Alıştırma A →
Ali Laleci haberindeki "Van'ın önemli eğitimcilerinden" diye başlayan paragrafı, ana bilgilerini koruyarak daha kısa biçimde yeniden yazar mısınız?
Alıştırma B →
Ali Laleci haberinde "Van'ın önemli eğitimcilerinden" sözcüklerinden "yas tuttuğunu belirtti." sözcüklerine kadar olan kısmı birebir kopyalar mısınız?

Seçilmiş bölüm →
##############################

Laleci: Vanlı olmak benim için şereftir!

Vanlı Eğitimci-Yazar Ali Laleci, yaklaşık 10 yıldır Denizli'de ikamet ettiğini, ancak ana vatanı olan Van'da bulunmaktan mutluluk duyduğunu söyleyerek, "Van'ın benim yanımda değeri çok büyüktür. Gerek tarihi bakımdan, gerek coğrafi bakımdan bu şehir çok önemli bir kademededir" ifadelerini kullandı.

Laleci: Vanlı olmak benim için şereftir!

Van'ın önemli eğitimcilerinden ve yazarlarından Ali Laleci geldiği Van'da dost ziyaretleri çerçevesinde gazetemizi ziyaret etti. Bir dönemler Bölge Gazetesi'nde de köşe yazıları yazan Laleci, ziyarette sorularımızı yanıtladı.

Kendi dönemindeki birçok kişinin hayata gözlerini yumduğunu, bu yüzden Van'a geldiğinde biraz hüzünlendiğini de ifade eden Ali Laleci, anılarından söz ederken de zaman zaman çok sevdiği, ancak şimdi hayatta olmayanlar için de yas tuttuğunu belirtti.

##############################

Gösterilen satırlar →
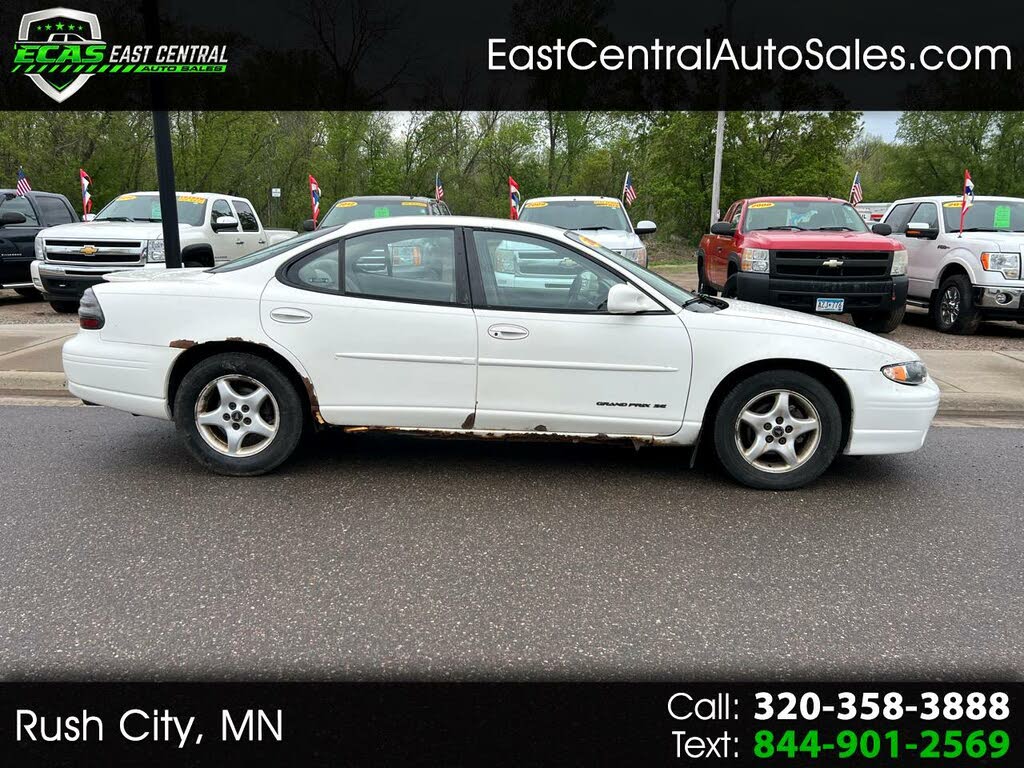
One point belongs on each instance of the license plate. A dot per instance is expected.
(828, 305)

##############################

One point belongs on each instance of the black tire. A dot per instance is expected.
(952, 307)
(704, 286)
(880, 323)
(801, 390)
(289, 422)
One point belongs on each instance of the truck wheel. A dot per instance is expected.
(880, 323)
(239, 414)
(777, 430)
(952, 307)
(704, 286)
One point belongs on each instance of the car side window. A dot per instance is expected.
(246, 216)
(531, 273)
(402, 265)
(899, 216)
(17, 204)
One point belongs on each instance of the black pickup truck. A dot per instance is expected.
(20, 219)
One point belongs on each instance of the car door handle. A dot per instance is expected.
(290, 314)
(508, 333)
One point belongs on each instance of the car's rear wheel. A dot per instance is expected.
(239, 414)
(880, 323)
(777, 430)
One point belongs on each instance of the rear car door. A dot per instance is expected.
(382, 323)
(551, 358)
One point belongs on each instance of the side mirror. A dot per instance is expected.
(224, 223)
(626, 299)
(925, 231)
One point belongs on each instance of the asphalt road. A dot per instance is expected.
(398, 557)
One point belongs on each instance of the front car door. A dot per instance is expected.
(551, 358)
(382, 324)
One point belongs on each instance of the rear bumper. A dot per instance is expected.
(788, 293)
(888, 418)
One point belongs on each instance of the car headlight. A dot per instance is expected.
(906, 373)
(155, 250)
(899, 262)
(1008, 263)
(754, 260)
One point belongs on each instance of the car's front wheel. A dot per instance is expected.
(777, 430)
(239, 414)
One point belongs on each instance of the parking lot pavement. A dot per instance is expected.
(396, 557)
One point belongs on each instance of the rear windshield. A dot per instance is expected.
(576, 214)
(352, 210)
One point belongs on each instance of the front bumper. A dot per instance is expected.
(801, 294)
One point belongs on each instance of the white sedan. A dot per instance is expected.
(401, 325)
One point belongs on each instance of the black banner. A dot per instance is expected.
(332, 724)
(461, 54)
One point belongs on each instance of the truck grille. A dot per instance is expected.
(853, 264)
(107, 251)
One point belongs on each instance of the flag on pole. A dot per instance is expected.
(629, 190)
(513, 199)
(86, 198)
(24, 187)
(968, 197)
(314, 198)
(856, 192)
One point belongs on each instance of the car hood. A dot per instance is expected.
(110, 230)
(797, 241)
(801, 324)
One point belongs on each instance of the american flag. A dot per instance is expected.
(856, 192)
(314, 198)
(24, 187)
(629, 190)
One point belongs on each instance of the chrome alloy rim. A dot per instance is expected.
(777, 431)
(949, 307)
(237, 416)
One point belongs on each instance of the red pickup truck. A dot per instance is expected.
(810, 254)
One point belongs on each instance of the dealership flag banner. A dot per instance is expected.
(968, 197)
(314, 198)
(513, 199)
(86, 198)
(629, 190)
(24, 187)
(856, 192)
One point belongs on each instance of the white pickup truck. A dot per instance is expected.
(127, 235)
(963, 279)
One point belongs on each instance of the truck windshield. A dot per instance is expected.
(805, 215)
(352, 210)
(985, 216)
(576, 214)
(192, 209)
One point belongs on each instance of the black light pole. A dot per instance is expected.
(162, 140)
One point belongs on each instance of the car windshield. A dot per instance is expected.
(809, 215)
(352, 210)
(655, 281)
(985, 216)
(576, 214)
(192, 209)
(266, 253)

##############################

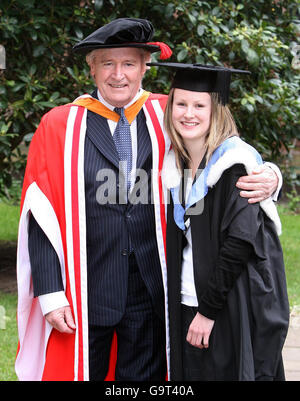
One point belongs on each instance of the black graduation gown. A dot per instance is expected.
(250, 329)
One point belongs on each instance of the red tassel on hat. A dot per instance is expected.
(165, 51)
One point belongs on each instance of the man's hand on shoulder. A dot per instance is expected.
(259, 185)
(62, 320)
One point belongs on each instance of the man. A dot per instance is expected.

##############################

Alıştırma cevabı A →
Van'ın önemli eğitimci ve yazarlarından Ali Laleci, Van'daki dost ziyaretleri sırasında gazetemize uğradı. Bir dönem Bölge Gazetesi'nde köşe yazıları yazan Laleci, sorularımızı yanıtladı.

Alıştırma cevabı B →
Van'ın önemli eğitimcilerinden ve yazarlarından Ali Laleci geldiği Van'da dost ziyaretleri çerçevesinde gazetemizi ziyaret etti. Bir dönemler Bölge Gazetesi'nde de köşe yazıları yazan Laleci, ziyarette sorularımızı yanıtladı.

Kendi dönemindeki birçok kişinin hayata gözlerini yumduğunu, bu yüzden Van'a geldiğinde biraz hüzünlendiğini de ifade eden Ali Laleci, anılarından söz ederken de zaman zaman çok sevdiği, ancak şimdi hayatta olmayanlar için de yas tuttuğunu belirtti.